Start of Stored data

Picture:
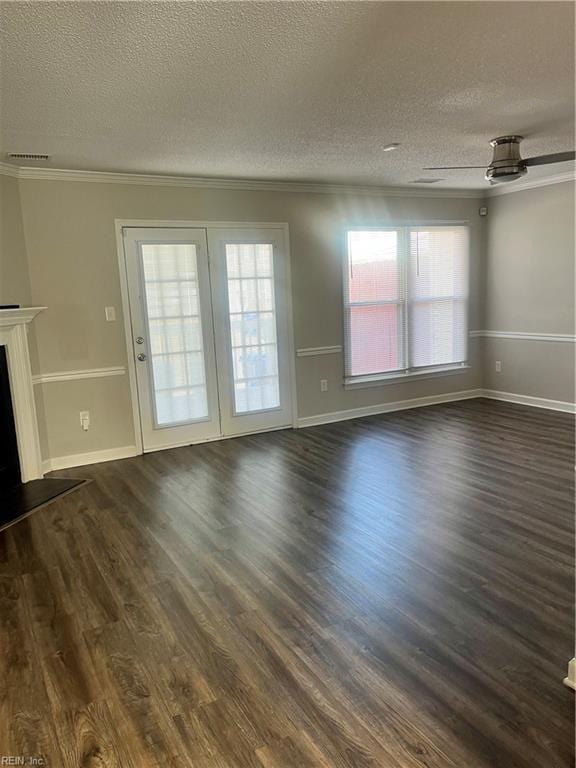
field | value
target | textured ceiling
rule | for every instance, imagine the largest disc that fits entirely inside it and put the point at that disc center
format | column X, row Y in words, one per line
column 282, row 90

End of Stored data

Each line above, from the one that contains "target | textured ceiling" to the last line of the records, should be repeated exactly. Leave out all others.

target | textured ceiling
rule | for every instance, imagine the largest disc that fits entirely inside it and put the point at that disc center
format | column X, row Y in words, one per line
column 282, row 90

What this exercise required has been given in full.